EXERCISE MATERIALS:
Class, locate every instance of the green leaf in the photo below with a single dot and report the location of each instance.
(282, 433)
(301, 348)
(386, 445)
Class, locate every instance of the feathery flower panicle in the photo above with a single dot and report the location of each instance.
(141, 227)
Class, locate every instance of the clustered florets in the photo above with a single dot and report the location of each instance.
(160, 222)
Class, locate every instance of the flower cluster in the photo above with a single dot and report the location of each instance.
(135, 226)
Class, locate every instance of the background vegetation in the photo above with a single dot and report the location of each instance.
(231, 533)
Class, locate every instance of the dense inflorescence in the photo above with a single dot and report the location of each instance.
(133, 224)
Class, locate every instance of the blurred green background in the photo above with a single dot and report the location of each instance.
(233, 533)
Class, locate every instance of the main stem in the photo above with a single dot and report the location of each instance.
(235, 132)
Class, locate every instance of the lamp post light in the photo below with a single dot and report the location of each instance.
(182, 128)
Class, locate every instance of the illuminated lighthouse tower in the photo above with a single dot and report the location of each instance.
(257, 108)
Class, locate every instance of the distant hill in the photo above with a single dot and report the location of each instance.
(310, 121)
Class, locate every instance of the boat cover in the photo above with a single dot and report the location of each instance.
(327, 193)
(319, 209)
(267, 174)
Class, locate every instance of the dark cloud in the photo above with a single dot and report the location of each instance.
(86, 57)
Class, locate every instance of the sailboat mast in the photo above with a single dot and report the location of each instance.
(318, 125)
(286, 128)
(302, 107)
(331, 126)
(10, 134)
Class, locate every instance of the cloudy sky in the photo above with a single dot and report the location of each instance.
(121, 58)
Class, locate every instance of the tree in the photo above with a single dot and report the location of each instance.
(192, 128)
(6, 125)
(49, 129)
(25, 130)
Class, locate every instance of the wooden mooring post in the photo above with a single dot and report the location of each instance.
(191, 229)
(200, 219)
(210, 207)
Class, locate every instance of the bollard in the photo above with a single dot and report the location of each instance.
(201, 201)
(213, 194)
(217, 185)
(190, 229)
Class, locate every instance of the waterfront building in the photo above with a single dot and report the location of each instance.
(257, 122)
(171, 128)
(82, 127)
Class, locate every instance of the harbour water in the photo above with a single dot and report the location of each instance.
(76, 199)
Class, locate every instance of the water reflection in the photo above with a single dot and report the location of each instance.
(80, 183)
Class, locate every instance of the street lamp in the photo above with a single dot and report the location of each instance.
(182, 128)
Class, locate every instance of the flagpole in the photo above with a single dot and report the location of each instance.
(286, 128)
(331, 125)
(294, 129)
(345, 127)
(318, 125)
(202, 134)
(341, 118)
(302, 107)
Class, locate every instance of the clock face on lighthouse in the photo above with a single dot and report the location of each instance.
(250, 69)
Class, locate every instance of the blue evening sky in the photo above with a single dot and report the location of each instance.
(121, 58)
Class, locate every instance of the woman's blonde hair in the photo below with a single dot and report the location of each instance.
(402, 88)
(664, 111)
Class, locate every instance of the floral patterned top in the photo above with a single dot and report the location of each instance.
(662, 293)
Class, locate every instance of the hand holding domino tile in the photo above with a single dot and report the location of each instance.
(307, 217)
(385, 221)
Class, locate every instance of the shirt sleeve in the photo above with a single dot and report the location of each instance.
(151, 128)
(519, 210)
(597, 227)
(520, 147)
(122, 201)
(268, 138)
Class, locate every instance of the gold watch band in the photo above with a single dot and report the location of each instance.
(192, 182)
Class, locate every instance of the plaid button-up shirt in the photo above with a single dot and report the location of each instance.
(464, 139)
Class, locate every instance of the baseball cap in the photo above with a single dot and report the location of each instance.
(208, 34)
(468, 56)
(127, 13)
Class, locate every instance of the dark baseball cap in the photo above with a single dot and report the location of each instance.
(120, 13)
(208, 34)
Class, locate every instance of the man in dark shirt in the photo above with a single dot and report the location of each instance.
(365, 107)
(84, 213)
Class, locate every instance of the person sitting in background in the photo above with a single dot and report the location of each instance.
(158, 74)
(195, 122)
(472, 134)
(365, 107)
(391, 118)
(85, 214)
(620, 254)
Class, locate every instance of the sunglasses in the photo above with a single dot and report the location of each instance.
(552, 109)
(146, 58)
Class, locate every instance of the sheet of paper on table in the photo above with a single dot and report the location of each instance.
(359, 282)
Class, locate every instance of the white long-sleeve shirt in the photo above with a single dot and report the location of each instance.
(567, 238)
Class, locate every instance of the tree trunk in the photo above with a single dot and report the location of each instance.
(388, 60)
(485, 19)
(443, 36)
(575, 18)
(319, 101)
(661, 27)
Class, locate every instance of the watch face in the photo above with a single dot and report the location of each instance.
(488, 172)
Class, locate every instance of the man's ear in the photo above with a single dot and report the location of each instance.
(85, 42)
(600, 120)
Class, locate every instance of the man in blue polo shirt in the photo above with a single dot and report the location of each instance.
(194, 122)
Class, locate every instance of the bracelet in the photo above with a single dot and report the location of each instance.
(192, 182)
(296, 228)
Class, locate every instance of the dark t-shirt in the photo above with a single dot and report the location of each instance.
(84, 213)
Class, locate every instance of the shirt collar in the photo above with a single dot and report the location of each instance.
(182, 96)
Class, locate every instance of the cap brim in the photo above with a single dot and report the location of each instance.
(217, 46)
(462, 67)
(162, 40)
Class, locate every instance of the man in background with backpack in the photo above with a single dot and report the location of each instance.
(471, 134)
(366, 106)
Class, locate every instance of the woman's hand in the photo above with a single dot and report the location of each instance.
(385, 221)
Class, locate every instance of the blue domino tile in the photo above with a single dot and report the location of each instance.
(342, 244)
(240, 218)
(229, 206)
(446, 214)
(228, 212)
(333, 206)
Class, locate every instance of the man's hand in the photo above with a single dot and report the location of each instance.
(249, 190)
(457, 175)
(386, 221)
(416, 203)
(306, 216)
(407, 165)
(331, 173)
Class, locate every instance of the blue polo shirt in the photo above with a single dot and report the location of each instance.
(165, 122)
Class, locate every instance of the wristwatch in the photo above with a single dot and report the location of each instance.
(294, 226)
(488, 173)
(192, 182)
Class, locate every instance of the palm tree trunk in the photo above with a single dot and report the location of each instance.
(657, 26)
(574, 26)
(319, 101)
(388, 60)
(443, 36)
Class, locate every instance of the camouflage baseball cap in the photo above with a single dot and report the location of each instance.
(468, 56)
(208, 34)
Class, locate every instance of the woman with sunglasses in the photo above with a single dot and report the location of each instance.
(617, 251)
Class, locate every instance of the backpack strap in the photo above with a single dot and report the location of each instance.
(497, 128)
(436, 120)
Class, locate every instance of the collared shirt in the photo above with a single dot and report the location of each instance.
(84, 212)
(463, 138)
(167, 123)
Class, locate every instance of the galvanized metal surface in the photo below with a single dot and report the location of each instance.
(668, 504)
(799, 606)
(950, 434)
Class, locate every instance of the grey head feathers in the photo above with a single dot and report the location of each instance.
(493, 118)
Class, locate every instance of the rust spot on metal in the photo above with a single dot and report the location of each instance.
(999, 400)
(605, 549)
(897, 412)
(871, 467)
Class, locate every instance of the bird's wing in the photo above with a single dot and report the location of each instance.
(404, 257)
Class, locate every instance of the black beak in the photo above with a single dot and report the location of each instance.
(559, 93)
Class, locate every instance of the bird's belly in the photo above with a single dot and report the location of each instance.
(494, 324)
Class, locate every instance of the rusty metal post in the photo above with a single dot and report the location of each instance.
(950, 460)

REQUIREMENTS: Transcribe word for word the lines from the one holding "Class, locate every instance of the bird's wing" to the last line of the listing above, inclusive.

ANSWER TO THE PROBLEM:
Class, locate every instance of the bird's wing in the photo above with a single dot and report the location of each instance.
(404, 257)
Class, locate every instance of the black beak in the photo above with a single dot and report the location of each instance.
(559, 93)
Class, locate every instance of the bird's belly in the photo above with a single dot and report the location of each instance.
(494, 324)
Class, locate every instance of the rusty metal post in the photo above with a single dot and report the location of each instance.
(950, 460)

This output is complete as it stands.